**Data to process:**
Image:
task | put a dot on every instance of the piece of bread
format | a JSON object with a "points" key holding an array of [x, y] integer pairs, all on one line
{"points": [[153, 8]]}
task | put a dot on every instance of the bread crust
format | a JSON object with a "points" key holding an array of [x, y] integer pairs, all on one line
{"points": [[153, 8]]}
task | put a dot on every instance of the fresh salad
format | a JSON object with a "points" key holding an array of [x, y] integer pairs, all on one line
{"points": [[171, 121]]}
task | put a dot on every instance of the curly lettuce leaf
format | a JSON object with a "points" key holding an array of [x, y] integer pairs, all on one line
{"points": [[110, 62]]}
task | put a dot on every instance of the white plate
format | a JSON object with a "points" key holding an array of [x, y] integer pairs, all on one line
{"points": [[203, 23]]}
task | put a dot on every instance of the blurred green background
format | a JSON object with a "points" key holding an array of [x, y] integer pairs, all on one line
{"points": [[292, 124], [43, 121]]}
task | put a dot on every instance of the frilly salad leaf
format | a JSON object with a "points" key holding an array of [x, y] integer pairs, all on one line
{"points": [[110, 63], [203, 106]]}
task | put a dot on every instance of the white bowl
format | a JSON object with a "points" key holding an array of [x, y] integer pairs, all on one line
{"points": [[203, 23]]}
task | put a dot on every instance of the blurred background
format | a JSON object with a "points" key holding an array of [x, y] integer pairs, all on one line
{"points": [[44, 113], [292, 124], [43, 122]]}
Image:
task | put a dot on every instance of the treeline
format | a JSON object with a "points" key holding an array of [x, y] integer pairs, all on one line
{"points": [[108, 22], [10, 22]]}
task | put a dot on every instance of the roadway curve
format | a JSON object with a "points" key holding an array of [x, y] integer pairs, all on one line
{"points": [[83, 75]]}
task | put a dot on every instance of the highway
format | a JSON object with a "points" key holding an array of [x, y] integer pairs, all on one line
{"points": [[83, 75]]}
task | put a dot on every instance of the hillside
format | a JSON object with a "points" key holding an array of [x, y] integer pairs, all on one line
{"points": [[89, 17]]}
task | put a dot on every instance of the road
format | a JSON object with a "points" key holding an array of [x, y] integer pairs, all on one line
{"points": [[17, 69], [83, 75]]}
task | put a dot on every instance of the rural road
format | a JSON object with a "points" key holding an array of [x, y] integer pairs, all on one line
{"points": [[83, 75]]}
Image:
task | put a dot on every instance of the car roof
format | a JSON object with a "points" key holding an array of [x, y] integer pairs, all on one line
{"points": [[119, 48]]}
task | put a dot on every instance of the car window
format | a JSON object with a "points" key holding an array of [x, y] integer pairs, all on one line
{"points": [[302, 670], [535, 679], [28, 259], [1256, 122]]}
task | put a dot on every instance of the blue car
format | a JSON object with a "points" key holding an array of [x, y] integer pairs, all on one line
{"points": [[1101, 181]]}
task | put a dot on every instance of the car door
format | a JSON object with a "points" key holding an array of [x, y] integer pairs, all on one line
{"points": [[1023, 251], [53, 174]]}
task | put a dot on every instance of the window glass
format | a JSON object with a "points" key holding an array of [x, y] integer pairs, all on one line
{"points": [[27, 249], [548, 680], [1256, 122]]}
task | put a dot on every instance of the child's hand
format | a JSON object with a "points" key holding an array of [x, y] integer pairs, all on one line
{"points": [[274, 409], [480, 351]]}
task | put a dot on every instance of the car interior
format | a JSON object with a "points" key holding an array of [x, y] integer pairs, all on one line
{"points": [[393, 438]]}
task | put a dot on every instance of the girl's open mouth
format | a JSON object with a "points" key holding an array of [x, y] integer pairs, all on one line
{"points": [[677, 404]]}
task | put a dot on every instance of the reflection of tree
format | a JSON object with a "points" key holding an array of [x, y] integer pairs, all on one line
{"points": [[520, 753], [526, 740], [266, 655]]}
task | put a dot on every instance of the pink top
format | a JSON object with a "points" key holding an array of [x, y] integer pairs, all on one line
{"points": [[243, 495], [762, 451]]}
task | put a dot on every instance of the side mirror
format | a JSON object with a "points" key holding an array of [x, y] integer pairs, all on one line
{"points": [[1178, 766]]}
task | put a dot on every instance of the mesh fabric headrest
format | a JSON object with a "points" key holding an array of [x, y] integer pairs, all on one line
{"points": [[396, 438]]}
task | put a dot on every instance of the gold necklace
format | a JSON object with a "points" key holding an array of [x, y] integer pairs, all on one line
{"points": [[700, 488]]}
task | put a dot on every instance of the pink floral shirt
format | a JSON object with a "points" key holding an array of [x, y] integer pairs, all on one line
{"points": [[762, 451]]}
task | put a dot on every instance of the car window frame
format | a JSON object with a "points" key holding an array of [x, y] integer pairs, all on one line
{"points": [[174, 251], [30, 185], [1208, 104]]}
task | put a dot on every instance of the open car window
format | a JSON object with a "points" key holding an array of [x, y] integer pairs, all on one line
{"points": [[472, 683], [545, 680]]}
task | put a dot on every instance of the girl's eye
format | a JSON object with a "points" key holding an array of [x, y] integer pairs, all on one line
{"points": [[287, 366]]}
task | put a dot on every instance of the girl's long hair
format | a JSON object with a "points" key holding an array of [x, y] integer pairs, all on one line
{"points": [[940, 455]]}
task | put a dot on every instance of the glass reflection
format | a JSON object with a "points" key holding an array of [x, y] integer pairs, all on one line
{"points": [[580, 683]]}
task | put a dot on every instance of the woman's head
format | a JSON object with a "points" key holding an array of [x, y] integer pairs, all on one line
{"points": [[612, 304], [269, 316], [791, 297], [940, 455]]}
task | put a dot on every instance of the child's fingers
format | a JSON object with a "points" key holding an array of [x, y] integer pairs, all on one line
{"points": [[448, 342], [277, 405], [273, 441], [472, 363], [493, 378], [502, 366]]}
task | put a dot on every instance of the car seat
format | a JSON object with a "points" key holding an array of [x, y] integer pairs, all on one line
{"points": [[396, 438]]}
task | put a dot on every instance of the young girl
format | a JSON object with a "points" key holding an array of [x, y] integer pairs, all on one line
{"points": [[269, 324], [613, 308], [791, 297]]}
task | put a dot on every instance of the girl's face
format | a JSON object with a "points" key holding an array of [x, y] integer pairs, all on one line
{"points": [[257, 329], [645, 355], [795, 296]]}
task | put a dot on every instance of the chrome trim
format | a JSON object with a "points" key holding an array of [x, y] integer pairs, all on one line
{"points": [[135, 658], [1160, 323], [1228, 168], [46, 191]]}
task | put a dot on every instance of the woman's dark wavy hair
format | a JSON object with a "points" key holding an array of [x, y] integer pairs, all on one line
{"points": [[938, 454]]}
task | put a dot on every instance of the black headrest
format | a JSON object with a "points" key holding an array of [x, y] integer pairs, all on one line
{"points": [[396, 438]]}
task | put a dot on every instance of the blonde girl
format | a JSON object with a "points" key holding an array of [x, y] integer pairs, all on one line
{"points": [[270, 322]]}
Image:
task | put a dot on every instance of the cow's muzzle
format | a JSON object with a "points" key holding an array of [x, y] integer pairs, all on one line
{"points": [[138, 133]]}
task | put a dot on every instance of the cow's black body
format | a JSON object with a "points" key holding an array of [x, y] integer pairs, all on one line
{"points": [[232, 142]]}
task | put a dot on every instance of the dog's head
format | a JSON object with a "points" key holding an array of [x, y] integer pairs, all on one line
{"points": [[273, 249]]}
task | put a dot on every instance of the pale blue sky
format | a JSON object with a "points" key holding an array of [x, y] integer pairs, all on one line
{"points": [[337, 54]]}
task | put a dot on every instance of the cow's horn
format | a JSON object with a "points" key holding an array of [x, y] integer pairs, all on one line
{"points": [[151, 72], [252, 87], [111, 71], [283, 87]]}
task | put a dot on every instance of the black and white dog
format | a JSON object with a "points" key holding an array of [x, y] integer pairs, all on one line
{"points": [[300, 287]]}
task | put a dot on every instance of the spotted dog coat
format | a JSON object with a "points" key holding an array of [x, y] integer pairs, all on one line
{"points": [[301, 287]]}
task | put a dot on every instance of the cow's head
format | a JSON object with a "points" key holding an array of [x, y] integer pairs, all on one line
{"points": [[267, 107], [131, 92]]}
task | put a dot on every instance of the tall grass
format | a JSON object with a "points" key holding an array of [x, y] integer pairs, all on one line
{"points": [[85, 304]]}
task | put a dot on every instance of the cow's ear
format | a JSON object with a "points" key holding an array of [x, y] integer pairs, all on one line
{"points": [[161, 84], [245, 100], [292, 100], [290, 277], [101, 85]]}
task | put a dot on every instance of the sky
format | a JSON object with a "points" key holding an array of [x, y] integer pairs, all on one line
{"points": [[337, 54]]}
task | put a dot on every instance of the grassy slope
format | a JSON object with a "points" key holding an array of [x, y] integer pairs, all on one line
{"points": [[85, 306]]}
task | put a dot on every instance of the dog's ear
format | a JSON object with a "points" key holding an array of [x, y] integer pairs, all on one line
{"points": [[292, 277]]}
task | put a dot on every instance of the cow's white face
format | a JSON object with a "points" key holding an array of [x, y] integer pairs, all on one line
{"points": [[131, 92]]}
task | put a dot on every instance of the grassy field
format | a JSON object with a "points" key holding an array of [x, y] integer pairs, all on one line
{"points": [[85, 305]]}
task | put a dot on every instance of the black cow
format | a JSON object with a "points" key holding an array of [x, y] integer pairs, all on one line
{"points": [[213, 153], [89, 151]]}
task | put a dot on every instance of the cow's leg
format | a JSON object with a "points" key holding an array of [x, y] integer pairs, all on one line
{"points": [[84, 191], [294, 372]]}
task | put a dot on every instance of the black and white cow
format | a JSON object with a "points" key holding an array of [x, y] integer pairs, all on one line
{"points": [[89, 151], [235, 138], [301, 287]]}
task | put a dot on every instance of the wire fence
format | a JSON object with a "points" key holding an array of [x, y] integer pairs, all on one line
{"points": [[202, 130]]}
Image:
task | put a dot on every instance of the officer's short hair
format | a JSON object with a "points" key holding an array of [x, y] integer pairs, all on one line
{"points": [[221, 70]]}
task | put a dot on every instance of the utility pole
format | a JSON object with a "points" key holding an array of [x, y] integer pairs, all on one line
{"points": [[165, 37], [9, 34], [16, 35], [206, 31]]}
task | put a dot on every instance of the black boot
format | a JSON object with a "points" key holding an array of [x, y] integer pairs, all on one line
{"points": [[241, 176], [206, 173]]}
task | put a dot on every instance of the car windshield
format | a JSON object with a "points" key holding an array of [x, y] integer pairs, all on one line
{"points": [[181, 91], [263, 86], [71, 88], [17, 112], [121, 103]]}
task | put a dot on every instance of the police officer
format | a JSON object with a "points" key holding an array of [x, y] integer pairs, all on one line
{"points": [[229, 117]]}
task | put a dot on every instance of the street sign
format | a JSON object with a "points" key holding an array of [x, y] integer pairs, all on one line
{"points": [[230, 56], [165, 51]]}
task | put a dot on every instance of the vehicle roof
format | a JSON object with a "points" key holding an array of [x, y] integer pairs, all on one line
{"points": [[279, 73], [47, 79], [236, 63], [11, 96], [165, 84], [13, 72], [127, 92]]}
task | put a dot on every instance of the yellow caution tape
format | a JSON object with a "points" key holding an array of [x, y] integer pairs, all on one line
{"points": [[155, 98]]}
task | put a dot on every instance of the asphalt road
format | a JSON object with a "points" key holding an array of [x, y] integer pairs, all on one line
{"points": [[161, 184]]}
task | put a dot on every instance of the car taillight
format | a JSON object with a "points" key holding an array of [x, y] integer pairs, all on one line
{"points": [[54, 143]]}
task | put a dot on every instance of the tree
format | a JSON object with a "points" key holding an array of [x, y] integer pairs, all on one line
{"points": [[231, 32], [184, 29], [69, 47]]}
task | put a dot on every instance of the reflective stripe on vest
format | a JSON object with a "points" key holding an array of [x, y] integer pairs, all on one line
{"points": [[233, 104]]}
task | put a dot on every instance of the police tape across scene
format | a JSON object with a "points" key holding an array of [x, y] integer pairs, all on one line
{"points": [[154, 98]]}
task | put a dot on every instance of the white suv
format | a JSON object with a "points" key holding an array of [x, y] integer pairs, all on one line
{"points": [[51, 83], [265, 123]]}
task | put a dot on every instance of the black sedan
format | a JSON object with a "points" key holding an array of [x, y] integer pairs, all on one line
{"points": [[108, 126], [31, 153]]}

**Problem to solve:**
Return every line of the preceding records in which the word "hair" appears.

**Output of the task:**
task | put a dot on every instance of the girl's long hair
task | put a dot on every instance of the woman's dark wavy hair
task | put a dot on every instance of the officer's short hair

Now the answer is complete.